## [DOCUMENT PASSAGE]

Sleigh boards a UN plane for Somalia to discover for himself why people risk life and limb to flee. Mogadishu, once termed the most lawless town on Earth (“a place where the average lifespan of a person was reputed to be 17 minutes from the airport to the city centre if you lacked an armed escort”) proves to be terrifying and sobering, eye-opening and mind-altering.

Two other essays complete a perfect quartet. In the book’s eponymous piece – its title the translation of “Mesopotamia” – Sleigh describes teaching writing workshops in Baghdad and Basra in 2014 and the way the experience changed how he viewed Iraq and literature.

In the fourth essay, Sleigh ingeniously intercuts mocked-up medieval Arab tales with real-life stories from the Syrian refugees he met with in Jordan. So ends the book’s first section which is worth the cover price alone. The second part contains essays which look at poetry as an adequate artistic response to violence, state-sanctioned or otherwise.

The third and final part consists of personal work – replayed childhood episodes, early-career Mexican adventures, highlights from a 30-year-friendship with Seamus Heaney – and analysis of what makes Texas-born Sleigh tick.

As a journalist he says he is driven by a need to see things for himself – to cut through “the haze of media-spawned fantasies”, and escape “a hell of abstractions, of canned images, of jabbering, competing ideologies.” This motivation is commendable and it pays dividends, for the best essays here those that relay what he saw and heard on his travels. His many unfiltered observations expertly evoke hardship and chaos. His candid testimonies from aid workers and translators, victims and witnesses, painfully convey the human cost of war.

A UN rep reveals that in refugee camps no one reports a death as that means one less mouth to feed and reduced rations. One woman says she will starve to save her children. Another woman grew so tired carrying both her children that she was forced to leave the heavier one behind.

There is tragedy within these pages but also flashes of humanity, sly comedy and a good deal of poetry. Every essay quotes several poets’ work or wisdom. In one piece Sleigh reads Heaney in the Libyan desert; in another he compares the way Anna Akhmatova aimed blows at Stalin in her verse with how the Libyan poet Ashur Etwebi targeted Gaddafi.

Sleigh says he is only afraid before visiting a conflict zone. In a refugee camp, talking to people, that dread subsides: “I’m so focused on listening that there’s no room for fear.” That fearlessness and focused listening have created some powerful essays which enlarge our understanding of both the role of the writer and the extent of a humanitarian crisis.

## [DATA SHOWN]
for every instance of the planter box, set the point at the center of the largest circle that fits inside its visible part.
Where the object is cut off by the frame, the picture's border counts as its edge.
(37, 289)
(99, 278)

## [WHAT TO WORK ON]
a - Answer the following questions from the book review of Sleigh's essays:
(i) In which two cities did Sleigh teach writing workshops, and in what year?
(ii) In which country did Sleigh meet the Syrian refugees whose stories appear in the fourth essay?
(iii) Which Libyan poet does Sleigh compare with Anna Akhmatova?
b - Write out the stretch of the book review of Sleigh's essays from "In the fourth" through "state-sanctioned or otherwise.", copying it word for word.

## [SOLUTION LIST]
a -
(i) Baghdad and Basra, in 2014.
(ii) Jordan.
(iii) Ashur Etwebi.

b -
In the fourth essay, Sleigh ingeniously intercuts mocked-up medieval Arab tales with real-life stories from the Syrian refugees he met with in Jordan. So ends the book’s first section which is worth the cover price alone. The second part contains essays which look at poetry as an adequate artistic response to violence, state-sanctioned or otherwise.